◆ EXERCISE ◆
Copy out, exactly as written, only the line containing "Box the green grass" and the lines after it through the end of the records.

Dataset entries
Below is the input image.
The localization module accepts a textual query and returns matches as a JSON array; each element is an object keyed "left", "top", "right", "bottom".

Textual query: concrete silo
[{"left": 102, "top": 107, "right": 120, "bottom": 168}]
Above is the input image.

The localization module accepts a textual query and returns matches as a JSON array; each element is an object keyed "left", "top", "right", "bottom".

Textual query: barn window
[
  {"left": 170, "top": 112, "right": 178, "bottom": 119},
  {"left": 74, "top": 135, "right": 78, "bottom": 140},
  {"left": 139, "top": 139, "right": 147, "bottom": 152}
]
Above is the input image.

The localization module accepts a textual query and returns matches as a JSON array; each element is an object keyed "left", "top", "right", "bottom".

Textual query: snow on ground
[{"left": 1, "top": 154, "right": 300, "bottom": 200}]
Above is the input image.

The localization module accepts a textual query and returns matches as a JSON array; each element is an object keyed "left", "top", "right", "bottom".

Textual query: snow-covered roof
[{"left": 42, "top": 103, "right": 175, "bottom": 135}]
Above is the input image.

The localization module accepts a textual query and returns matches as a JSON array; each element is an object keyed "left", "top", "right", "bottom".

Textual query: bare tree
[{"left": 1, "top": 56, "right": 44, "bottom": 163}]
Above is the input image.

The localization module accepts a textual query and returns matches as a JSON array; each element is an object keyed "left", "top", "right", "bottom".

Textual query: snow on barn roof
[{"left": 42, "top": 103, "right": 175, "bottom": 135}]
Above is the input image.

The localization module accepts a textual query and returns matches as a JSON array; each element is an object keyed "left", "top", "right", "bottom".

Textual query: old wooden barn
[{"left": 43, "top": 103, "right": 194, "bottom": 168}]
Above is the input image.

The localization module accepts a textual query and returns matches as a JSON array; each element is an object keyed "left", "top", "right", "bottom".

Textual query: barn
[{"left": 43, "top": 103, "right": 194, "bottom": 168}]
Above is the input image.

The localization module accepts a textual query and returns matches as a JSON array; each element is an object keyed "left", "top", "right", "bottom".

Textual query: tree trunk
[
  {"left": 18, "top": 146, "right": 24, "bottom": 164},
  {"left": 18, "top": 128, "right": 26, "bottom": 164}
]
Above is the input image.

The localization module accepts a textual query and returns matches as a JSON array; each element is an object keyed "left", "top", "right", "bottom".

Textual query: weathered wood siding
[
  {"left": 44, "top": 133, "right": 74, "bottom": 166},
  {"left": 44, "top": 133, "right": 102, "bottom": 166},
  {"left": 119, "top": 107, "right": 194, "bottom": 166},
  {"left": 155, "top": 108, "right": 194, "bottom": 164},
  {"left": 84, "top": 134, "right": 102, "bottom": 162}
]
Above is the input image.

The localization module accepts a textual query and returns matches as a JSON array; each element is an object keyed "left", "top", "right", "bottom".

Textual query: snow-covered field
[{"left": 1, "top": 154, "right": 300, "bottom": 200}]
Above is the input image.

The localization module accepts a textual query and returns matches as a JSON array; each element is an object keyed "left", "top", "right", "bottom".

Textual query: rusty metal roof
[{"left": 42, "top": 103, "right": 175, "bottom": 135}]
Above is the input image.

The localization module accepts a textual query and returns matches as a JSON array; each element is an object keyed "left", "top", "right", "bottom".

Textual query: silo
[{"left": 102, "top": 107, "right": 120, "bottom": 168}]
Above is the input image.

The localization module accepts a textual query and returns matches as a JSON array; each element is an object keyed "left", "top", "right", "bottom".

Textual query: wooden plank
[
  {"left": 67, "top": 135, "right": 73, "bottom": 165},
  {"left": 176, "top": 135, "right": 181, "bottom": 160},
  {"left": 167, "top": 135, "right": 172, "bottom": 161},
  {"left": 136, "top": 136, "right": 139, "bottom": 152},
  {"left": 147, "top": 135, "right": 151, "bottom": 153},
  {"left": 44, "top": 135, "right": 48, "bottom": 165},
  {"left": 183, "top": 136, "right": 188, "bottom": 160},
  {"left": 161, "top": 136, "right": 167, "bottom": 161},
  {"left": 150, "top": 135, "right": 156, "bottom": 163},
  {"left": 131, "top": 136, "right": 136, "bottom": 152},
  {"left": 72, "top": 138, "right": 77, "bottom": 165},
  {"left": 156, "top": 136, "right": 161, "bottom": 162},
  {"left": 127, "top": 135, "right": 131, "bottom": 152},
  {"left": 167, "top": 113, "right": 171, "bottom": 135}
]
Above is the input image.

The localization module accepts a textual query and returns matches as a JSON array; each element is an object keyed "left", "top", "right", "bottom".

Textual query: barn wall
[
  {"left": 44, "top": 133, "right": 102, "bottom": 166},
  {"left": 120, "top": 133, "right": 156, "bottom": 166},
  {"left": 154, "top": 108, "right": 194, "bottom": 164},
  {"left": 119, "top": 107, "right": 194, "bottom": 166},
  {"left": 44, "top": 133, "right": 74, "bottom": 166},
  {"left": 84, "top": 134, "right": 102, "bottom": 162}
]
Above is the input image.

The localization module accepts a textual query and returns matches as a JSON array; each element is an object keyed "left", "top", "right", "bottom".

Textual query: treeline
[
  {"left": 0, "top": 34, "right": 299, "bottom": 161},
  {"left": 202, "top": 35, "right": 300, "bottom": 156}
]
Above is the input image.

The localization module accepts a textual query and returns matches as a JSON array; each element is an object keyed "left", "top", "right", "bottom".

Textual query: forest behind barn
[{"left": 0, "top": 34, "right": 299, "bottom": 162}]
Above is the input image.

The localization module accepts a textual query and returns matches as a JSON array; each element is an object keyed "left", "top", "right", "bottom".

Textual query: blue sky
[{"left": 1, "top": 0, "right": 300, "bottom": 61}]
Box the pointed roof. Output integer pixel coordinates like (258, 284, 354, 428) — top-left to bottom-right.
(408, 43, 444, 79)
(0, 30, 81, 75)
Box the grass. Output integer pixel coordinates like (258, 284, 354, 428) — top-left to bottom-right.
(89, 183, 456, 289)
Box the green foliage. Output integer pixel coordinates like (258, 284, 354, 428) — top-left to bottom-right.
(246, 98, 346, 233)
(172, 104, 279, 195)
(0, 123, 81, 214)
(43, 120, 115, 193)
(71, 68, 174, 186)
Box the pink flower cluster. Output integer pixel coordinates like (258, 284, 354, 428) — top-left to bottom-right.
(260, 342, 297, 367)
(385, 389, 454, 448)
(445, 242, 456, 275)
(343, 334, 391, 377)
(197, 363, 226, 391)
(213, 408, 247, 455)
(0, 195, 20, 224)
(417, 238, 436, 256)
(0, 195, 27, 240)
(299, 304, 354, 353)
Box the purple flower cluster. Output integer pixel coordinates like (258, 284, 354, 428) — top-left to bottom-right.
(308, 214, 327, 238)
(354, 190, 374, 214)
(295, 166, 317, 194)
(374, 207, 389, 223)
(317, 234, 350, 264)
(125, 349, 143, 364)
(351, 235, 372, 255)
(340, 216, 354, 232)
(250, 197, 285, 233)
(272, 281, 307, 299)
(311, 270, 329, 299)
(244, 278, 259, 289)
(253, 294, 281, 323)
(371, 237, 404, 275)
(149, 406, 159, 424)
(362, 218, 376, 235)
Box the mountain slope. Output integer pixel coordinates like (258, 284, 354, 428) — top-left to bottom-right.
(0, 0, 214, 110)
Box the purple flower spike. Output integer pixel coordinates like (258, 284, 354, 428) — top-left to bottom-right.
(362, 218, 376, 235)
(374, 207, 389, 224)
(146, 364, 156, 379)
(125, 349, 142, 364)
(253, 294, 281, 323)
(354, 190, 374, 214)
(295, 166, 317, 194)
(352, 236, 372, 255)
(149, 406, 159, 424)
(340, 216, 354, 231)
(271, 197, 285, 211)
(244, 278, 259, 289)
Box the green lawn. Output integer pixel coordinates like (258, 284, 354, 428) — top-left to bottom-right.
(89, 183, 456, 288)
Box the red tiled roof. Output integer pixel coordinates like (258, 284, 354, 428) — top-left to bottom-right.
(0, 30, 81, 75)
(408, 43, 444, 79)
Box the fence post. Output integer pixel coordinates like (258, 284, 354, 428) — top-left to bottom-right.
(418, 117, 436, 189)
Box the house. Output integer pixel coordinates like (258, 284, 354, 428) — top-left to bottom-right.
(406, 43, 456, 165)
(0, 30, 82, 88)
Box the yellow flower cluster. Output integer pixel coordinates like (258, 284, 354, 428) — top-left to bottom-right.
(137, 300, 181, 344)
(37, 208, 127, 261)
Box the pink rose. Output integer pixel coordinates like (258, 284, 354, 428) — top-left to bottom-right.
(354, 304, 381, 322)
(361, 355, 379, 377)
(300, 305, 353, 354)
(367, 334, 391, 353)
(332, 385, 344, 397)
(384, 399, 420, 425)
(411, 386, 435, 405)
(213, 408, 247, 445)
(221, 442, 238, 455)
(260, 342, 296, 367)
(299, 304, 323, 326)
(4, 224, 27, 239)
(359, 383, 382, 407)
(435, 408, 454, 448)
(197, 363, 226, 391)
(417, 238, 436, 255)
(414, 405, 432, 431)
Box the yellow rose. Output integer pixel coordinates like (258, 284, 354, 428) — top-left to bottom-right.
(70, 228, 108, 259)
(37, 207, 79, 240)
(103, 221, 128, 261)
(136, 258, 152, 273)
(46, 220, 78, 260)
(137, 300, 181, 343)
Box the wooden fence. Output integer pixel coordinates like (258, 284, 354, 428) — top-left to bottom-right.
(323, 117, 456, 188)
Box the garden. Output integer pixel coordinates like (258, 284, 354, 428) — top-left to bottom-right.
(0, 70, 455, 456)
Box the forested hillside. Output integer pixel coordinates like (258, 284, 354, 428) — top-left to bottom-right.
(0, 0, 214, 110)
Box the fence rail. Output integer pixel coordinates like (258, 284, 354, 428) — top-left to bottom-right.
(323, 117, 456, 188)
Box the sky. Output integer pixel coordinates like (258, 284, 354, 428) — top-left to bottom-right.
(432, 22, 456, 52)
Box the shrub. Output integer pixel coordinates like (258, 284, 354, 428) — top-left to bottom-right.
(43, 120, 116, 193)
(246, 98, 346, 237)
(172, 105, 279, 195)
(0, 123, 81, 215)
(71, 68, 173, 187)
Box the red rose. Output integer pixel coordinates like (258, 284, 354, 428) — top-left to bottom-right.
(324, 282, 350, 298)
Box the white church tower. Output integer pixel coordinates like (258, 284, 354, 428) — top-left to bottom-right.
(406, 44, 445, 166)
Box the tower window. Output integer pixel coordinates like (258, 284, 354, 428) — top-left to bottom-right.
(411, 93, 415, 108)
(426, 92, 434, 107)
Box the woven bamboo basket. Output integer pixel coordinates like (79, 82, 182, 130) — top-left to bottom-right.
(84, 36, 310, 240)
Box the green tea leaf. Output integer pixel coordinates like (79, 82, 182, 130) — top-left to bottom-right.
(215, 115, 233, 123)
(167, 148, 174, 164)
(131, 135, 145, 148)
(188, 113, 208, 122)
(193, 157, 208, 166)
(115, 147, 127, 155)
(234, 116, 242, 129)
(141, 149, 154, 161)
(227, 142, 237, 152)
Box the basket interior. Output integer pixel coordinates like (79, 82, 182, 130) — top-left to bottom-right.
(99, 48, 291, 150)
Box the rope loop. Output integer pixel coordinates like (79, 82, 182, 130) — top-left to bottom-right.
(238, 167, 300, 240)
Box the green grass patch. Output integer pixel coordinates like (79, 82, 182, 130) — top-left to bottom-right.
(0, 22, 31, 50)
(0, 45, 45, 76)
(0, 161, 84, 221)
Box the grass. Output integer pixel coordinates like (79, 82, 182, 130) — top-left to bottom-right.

◆ OUTPUT OF THE TASK ◆
Box the green grass patch. Output integer pixel coordinates like (79, 82, 182, 130) — top-left to bottom-right.
(0, 22, 31, 50)
(0, 45, 45, 76)
(0, 161, 84, 221)
Box the grass. Output integer pixel coordinates like (79, 82, 182, 130) — top-left to bottom-right.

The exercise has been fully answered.